[Stored records]
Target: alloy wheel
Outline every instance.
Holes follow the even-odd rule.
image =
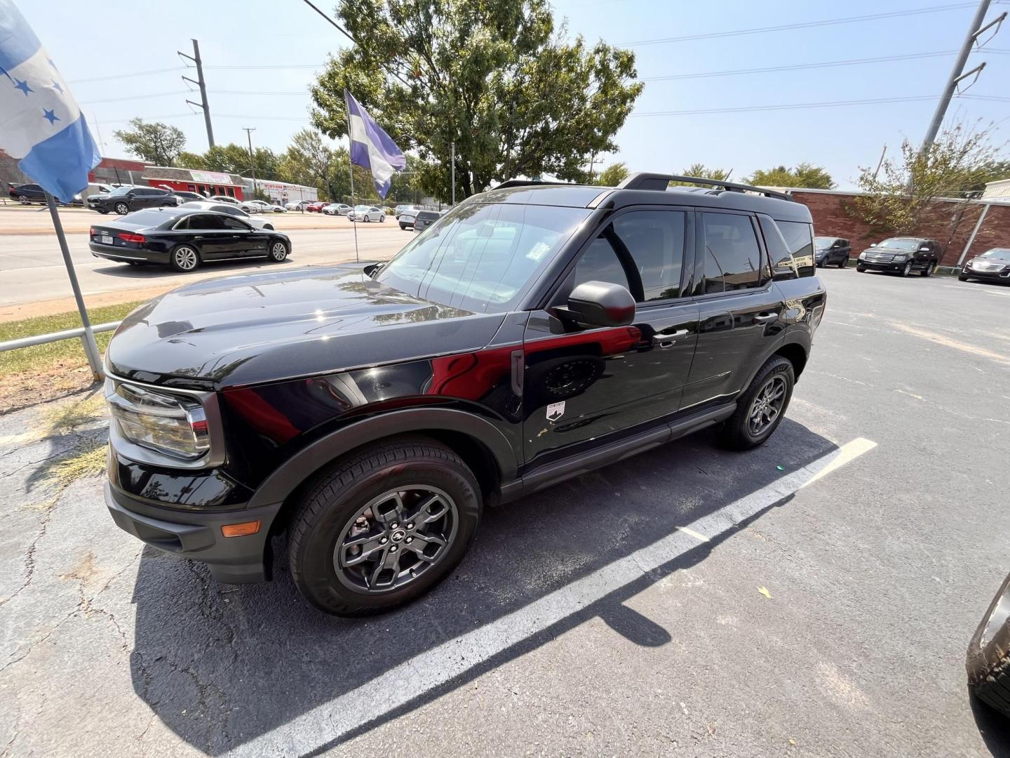
[[[358,592],[399,589],[448,554],[459,531],[456,502],[442,490],[411,484],[366,503],[333,548],[340,583]]]
[[[747,413],[747,431],[752,437],[761,437],[782,413],[786,402],[786,380],[773,376],[754,395]]]
[[[172,254],[173,260],[183,271],[192,271],[196,268],[197,256],[196,251],[192,248],[178,248],[175,253]]]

● **Exercise brief**
Retype the records above line for line, without changing any wording or punctuation. Leave the pictures out of your answer.

● **Exercise solution**
Target: alloy wheel
Outline every instance.
Holes follow the even-odd rule.
image =
[[[358,592],[399,589],[448,554],[459,531],[456,502],[442,490],[411,484],[366,503],[333,548],[340,583]]]
[[[747,413],[747,431],[752,437],[761,437],[782,413],[786,402],[786,380],[773,376],[754,395]]]
[[[172,254],[173,260],[183,271],[192,271],[196,268],[197,256],[196,251],[192,248],[178,248],[175,253]]]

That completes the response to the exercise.